## WHAT IS EXPECTED
Could you convert the rows from the line with "Locate every wheel" to the line with "41,58,126,78", both included, into a JSON list of strings with one string per line and blank lines left out?

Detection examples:
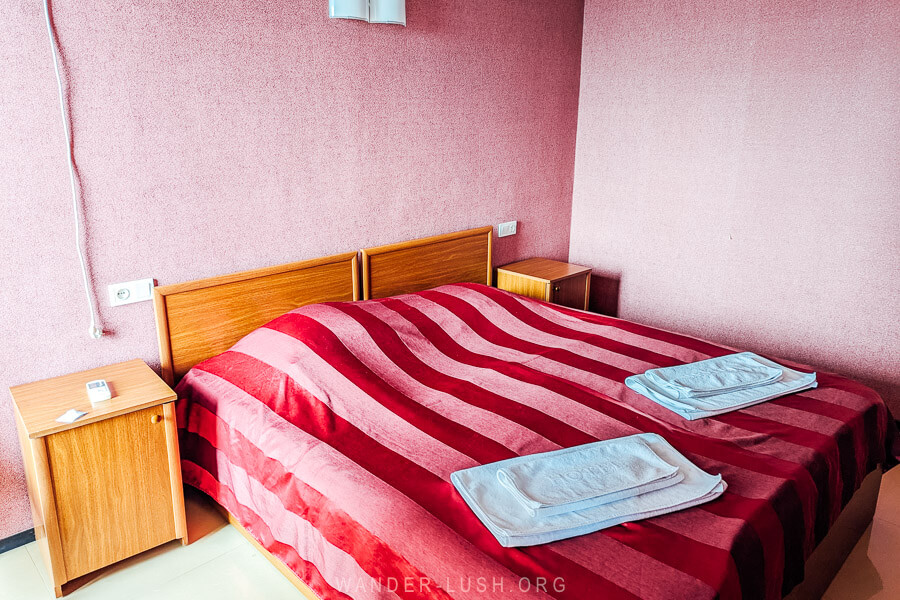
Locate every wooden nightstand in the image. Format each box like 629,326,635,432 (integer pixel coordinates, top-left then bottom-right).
497,258,591,310
10,360,187,598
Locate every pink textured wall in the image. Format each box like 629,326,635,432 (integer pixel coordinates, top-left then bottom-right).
569,0,900,416
0,0,583,538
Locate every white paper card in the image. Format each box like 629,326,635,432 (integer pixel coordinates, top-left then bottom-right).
56,408,87,423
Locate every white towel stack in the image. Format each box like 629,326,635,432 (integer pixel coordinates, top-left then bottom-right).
625,352,818,421
450,433,726,547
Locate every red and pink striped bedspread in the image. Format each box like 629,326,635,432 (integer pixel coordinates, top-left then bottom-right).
177,284,887,600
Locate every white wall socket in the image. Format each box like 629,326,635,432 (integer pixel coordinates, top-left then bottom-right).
107,279,153,306
497,221,518,237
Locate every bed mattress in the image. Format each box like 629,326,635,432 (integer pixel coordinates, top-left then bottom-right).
177,284,888,599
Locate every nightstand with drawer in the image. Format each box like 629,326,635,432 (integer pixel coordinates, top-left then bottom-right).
10,360,187,598
497,258,591,310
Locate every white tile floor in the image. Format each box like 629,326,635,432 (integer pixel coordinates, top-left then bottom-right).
0,467,900,600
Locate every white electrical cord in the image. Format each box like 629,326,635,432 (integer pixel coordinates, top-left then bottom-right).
44,0,103,339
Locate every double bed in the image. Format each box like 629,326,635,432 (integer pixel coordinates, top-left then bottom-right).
156,227,888,599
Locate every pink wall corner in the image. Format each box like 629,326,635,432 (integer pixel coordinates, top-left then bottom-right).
569,0,900,408
0,0,583,538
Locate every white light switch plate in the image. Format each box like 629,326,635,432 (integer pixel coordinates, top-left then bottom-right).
497,221,518,237
107,278,153,306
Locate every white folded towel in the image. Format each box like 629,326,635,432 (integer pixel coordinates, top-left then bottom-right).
644,352,783,398
450,433,727,548
625,352,818,421
497,436,684,517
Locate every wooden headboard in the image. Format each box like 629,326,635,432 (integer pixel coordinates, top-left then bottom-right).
362,227,493,300
153,252,359,385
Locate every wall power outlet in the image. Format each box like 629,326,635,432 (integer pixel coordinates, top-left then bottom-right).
497,221,518,237
107,278,153,306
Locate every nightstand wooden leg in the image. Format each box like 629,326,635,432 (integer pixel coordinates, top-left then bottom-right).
163,402,190,546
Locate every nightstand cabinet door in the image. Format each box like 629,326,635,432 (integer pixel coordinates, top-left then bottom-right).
46,405,177,581
550,273,589,310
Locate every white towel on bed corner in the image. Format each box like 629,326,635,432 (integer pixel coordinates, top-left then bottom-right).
625,352,818,421
644,352,783,398
497,436,684,517
450,433,727,548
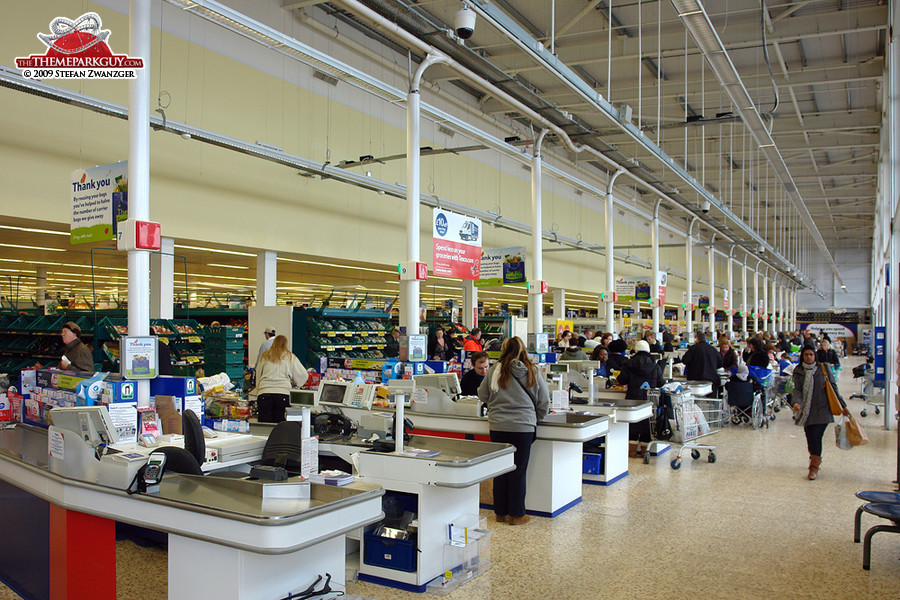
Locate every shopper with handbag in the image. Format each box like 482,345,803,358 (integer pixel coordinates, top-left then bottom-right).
255,335,309,423
478,337,550,525
793,346,850,480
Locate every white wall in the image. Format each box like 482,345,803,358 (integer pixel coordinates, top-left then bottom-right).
797,249,872,311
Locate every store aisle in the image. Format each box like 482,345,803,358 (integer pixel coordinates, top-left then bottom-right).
0,358,900,600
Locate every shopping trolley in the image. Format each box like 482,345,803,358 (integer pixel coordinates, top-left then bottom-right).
850,365,884,417
772,375,794,412
644,390,725,469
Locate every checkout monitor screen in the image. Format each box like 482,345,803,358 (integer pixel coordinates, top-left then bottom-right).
50,406,119,448
319,381,347,404
413,373,462,399
291,390,316,406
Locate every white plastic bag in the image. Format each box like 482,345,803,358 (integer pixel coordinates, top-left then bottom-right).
694,404,709,435
834,415,853,450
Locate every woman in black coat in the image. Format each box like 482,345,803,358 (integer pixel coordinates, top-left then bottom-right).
617,340,665,400
793,348,850,480
617,340,665,444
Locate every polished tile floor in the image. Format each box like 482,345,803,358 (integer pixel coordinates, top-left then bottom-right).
0,358,900,600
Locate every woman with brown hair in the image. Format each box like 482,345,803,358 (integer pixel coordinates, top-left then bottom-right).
478,337,550,525
793,348,850,480
256,335,309,423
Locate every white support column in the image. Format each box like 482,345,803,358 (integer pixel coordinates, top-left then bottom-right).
34,266,47,308
528,129,548,334
722,252,734,338
608,171,624,332
707,234,716,341
150,237,175,319
684,217,697,344
778,285,787,331
741,256,750,338
400,54,446,334
463,279,478,329
650,199,663,336
256,250,278,306
553,288,566,319
128,0,151,408
769,274,778,335
753,263,759,333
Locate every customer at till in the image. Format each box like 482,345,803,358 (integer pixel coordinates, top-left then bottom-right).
478,337,550,525
59,321,94,372
459,350,489,396
256,335,309,423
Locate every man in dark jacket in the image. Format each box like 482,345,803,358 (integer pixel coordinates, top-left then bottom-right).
617,340,665,443
681,331,722,394
617,340,665,400
59,321,94,372
644,331,663,354
606,338,628,375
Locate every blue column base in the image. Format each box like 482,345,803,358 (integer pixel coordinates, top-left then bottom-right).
581,471,628,485
358,573,425,594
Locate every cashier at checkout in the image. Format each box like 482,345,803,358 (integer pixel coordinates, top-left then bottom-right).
459,350,488,396
59,321,94,371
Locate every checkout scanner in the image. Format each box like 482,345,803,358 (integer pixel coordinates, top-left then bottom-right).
48,405,147,490
410,373,486,417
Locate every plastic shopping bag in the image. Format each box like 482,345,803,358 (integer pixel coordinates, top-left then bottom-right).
834,415,853,450
694,404,709,435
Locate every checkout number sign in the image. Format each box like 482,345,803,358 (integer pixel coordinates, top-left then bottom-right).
119,335,159,379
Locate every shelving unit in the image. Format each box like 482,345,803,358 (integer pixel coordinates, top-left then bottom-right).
293,309,390,367
204,326,247,380
0,313,94,375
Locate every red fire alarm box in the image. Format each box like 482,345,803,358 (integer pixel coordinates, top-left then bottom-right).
116,219,162,251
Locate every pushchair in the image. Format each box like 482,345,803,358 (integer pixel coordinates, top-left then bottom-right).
725,369,775,429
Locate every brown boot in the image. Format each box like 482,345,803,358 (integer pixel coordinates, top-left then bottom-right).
806,454,822,481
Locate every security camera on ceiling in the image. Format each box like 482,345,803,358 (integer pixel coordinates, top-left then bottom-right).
453,4,475,40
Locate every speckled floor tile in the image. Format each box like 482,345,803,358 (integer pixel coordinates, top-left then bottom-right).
0,358,900,600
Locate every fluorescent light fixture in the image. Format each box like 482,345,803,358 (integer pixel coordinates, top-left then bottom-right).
0,225,71,237
0,244,66,252
175,244,256,257
278,256,397,274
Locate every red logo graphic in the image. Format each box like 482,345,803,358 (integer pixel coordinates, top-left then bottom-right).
16,12,144,79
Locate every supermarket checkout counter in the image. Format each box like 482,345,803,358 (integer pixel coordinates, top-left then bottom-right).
551,361,652,485
251,414,515,592
330,402,609,517
0,425,384,599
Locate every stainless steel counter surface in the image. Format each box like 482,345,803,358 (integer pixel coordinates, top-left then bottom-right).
322,435,516,468
0,425,384,525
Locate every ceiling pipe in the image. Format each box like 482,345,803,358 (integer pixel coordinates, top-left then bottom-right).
460,0,793,276
606,170,623,331
671,0,844,285
332,0,793,286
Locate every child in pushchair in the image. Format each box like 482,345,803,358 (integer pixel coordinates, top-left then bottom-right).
725,365,772,429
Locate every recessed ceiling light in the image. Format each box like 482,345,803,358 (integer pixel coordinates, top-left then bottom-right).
175,244,256,257
0,244,66,252
0,225,72,237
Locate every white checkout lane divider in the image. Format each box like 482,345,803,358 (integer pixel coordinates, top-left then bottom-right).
341,406,609,517
0,425,383,600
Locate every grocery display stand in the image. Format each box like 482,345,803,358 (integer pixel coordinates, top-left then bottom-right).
204,326,247,380
292,308,390,368
0,313,96,375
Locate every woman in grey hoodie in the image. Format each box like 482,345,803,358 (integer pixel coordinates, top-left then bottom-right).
478,337,550,525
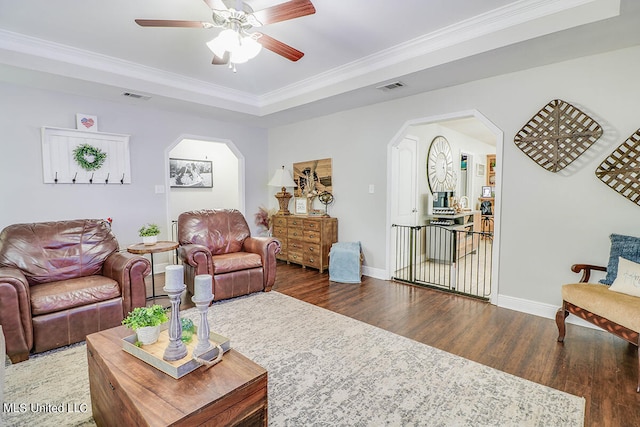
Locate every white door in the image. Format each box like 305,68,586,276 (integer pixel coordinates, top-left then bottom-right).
391,136,418,225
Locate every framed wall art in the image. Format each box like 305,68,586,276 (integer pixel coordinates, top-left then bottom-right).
294,197,309,215
293,159,333,197
76,113,98,132
169,159,213,188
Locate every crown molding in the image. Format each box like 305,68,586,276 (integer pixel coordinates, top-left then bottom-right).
0,0,620,116
0,29,260,114
261,0,620,112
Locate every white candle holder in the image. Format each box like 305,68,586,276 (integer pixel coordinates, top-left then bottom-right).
162,284,187,362
191,295,214,358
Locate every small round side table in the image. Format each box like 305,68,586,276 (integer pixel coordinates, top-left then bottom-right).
127,240,180,300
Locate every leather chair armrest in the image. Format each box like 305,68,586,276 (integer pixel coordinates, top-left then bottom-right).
243,237,281,292
102,252,151,316
0,267,33,363
571,264,607,283
178,244,211,274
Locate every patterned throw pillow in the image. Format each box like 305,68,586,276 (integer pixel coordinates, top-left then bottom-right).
600,234,640,285
609,257,640,297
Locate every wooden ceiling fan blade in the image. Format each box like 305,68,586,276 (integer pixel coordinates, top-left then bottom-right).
253,0,316,25
135,19,213,28
211,52,229,65
204,0,227,10
256,33,304,62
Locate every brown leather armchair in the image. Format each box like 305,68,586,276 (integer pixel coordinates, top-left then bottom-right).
0,219,151,363
178,209,280,301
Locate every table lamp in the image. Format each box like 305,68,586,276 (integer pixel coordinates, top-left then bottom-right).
269,166,297,215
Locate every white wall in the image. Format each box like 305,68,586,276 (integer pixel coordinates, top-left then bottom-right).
269,47,640,307
0,84,269,247
169,139,240,222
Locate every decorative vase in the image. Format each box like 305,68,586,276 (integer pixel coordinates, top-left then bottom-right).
142,236,158,246
136,325,160,345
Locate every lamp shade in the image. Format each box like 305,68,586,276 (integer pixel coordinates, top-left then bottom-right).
269,166,297,188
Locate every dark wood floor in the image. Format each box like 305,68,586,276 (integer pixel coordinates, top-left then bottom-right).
151,262,640,426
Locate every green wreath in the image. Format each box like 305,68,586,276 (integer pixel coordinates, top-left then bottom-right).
73,144,107,171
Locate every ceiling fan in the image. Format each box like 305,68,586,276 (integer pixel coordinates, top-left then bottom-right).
135,0,316,71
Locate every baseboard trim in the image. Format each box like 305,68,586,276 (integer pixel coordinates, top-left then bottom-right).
497,294,602,331
362,265,389,280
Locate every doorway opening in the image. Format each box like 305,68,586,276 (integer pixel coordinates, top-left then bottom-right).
387,110,503,303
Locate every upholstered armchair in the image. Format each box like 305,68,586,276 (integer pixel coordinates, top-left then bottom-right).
178,209,280,301
0,219,151,363
556,234,640,392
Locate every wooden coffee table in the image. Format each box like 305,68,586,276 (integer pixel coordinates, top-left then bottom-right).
87,326,267,426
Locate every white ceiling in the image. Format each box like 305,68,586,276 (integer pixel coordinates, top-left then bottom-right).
0,0,640,126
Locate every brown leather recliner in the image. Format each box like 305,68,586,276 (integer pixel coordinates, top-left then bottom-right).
0,219,151,363
178,209,280,301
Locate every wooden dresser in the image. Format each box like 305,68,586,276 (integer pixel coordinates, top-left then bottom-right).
273,215,338,273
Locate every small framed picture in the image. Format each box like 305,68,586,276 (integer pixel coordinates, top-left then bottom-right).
76,113,98,132
295,197,309,215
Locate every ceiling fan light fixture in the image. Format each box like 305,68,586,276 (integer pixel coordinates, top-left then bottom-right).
214,28,240,52
207,29,262,64
207,37,226,58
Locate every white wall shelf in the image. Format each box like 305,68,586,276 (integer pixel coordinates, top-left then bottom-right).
42,127,131,184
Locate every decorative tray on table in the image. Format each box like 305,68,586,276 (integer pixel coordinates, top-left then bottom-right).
122,329,231,379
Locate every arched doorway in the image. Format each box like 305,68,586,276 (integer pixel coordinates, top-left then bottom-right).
387,110,503,303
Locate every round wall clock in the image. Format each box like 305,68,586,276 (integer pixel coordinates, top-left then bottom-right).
427,136,456,193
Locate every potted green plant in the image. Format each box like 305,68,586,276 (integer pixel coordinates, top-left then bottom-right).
122,304,169,345
138,224,160,245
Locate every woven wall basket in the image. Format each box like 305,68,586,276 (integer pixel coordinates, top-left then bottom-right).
596,129,640,205
514,99,602,172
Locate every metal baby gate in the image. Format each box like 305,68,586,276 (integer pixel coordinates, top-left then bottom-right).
392,224,493,300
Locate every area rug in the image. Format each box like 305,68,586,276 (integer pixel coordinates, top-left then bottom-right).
3,292,585,426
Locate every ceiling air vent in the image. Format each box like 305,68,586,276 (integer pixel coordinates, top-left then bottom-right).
376,81,404,90
122,92,151,101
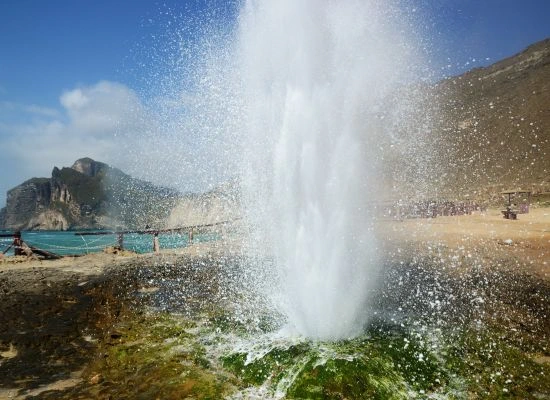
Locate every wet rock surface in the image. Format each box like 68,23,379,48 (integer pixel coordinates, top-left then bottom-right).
0,250,550,399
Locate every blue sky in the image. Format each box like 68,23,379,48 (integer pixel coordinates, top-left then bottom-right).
0,0,550,206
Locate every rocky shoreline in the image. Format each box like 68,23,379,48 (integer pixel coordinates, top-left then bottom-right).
0,216,550,399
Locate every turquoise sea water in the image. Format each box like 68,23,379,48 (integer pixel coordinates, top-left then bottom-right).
0,231,217,255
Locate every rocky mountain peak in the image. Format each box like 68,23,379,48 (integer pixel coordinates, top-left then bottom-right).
71,157,107,178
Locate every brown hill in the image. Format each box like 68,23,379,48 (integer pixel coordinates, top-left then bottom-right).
430,39,550,199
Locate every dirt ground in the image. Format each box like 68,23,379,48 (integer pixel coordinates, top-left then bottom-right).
0,208,550,399
377,208,550,281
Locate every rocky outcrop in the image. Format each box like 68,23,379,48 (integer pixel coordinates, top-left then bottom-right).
0,178,51,229
0,158,179,230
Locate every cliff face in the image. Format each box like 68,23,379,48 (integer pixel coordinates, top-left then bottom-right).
0,158,178,230
378,39,550,201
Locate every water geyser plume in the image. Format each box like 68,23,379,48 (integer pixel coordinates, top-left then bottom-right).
238,0,422,339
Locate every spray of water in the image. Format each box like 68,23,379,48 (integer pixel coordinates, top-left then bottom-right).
237,0,422,339
133,0,426,339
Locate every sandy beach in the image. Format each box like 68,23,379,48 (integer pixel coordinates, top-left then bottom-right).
0,208,550,399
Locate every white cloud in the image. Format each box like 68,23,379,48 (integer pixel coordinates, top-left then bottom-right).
0,81,147,203
0,81,235,207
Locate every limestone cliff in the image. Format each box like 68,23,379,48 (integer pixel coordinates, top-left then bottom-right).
0,158,179,230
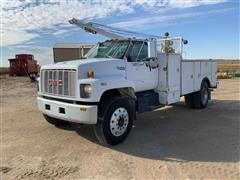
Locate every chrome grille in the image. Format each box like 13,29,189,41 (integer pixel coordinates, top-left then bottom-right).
41,69,76,97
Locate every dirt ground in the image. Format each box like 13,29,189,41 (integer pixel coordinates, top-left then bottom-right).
0,76,240,179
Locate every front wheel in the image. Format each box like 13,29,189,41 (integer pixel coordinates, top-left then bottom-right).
94,97,135,145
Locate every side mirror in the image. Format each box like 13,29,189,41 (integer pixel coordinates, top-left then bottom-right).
148,57,158,69
147,39,157,58
183,39,188,44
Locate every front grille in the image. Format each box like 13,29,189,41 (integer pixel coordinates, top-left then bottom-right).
40,69,76,97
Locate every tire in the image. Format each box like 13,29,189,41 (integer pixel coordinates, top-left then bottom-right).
43,114,69,126
193,81,210,109
184,93,194,108
94,97,135,145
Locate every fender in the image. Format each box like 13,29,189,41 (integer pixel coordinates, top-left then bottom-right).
79,76,135,102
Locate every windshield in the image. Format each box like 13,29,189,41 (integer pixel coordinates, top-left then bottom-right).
84,41,129,59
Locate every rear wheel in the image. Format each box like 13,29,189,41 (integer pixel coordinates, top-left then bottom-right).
193,81,210,109
94,97,135,145
43,114,69,126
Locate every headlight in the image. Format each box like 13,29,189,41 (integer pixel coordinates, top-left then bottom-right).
80,84,92,98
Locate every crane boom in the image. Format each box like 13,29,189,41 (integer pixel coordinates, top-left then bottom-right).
69,18,163,39
69,18,125,39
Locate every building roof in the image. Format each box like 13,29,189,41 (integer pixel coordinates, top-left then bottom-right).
53,43,94,48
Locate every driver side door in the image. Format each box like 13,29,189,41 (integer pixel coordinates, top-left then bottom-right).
126,41,158,92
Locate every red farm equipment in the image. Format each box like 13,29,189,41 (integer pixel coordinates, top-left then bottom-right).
8,54,38,80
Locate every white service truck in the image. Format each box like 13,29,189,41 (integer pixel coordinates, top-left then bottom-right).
37,19,217,145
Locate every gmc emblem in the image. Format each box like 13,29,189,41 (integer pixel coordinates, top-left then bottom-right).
48,79,62,86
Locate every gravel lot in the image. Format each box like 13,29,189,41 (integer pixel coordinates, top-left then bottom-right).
0,76,240,179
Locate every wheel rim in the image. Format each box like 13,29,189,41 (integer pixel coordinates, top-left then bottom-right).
110,107,129,136
202,88,208,104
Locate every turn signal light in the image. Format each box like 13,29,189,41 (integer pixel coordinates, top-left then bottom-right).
87,71,94,78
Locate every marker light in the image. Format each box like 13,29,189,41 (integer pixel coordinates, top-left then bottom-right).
87,71,94,78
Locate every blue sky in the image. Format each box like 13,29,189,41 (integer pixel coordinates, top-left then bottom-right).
0,0,240,66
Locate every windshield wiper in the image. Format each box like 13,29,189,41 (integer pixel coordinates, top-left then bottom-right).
105,55,112,58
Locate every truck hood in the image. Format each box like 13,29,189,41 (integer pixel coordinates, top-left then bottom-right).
41,58,126,78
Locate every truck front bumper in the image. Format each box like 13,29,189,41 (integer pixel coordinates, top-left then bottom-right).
37,97,98,124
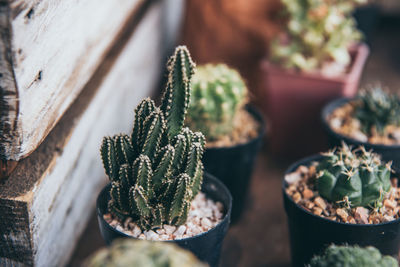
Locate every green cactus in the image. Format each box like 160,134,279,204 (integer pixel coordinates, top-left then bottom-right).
354,85,400,135
186,64,248,140
317,143,391,207
307,245,399,267
270,0,367,74
84,239,208,267
101,46,205,230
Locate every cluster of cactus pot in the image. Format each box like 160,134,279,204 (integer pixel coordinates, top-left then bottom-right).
101,46,205,229
354,84,400,135
85,239,207,267
271,0,366,71
317,143,391,207
186,64,248,140
308,245,398,267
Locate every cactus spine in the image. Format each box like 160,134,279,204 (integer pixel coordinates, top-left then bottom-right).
84,239,208,267
307,245,398,267
317,143,391,207
187,64,248,140
101,46,205,230
355,85,400,135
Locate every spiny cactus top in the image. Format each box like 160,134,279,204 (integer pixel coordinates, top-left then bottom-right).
308,245,398,267
187,64,248,140
271,0,367,71
101,46,205,230
84,239,208,267
317,143,391,207
354,85,400,135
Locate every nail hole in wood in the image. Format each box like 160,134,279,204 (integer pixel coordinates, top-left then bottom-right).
36,71,42,81
25,7,35,19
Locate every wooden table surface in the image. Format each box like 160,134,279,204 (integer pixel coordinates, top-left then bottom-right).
69,19,400,267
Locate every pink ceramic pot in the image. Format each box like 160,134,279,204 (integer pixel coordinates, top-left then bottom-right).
261,44,369,158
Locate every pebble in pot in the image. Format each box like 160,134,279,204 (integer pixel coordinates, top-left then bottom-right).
97,46,231,266
186,64,264,222
283,144,400,266
322,84,400,167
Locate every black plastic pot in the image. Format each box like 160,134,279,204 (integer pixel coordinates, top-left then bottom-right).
282,155,400,266
96,172,232,267
321,98,400,168
354,3,381,44
203,106,265,223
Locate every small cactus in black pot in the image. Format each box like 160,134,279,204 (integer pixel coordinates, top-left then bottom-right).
307,245,398,267
317,143,391,207
354,85,400,135
101,46,205,230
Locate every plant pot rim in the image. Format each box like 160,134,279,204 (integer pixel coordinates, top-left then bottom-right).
205,104,267,151
261,42,370,83
96,172,232,243
282,154,400,229
321,97,400,150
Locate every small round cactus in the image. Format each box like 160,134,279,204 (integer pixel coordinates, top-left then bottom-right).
308,245,398,267
354,85,400,135
187,64,248,141
317,143,391,207
270,0,367,75
84,239,208,267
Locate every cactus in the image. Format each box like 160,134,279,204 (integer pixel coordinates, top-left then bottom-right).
84,239,208,267
354,85,400,135
307,245,398,267
101,46,205,230
270,0,367,75
187,64,248,140
317,143,391,207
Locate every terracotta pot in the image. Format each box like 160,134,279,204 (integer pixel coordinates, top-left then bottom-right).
261,44,369,158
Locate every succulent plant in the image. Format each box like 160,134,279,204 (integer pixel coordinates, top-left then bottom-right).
354,85,400,135
317,143,391,207
84,239,208,267
101,46,205,230
308,245,398,267
186,64,248,140
270,0,367,72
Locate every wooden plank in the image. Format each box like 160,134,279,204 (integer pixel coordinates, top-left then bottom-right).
0,0,145,160
0,1,162,266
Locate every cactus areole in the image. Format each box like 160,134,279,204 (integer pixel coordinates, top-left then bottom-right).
101,46,205,230
317,143,391,208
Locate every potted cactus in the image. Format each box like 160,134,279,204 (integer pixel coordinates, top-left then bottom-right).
307,245,399,267
322,84,400,167
83,239,208,267
97,46,232,266
186,64,264,222
283,143,400,266
261,0,369,157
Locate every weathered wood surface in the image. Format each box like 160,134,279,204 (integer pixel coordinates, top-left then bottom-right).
0,1,162,267
0,0,145,160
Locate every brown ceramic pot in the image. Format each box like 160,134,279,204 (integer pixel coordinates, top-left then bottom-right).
261,44,369,158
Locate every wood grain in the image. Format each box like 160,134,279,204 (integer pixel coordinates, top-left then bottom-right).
0,1,162,266
0,0,144,160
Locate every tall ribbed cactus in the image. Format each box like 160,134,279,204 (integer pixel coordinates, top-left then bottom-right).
355,85,400,135
187,64,248,140
83,239,208,267
317,143,391,207
101,46,205,229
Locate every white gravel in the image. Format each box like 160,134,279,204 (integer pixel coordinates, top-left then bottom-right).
104,192,224,241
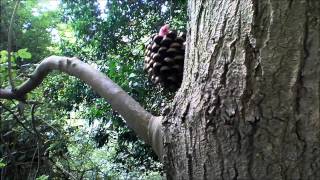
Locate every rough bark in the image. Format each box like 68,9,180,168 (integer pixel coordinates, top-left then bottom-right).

## OUTPUT BELOW
[
  "Locate every wheel rim in the image. Format each box like 13,29,189,41 (integer pixel coordinates, top-left then bottom-right).",
  "110,107,129,136",
  "202,88,208,104",
  "Locate every turn signal light in the image. Format each box like 13,29,189,41 (integer pixel coordinates, top-left then bottom-right).",
  "87,71,94,78",
  "Locate every marker light in the image. Format each box like 13,29,189,41 (integer pixel coordinates, top-left then bottom-right).",
  "87,71,94,78",
  "Locate every blue sky in the image. Format each box like 13,29,189,41 (integer pixel coordinates, top-left then bottom-right).",
  "0,0,240,66",
  "Locate every windshield wiper in the image. Format each box like 13,29,189,41 (integer pixel coordinates, top-left then bottom-right).",
  "105,55,112,58",
  "Locate every truck hood in the image. Format each box like 13,29,189,41 (integer pixel coordinates, top-left then bottom-right).",
  "41,58,126,78"
]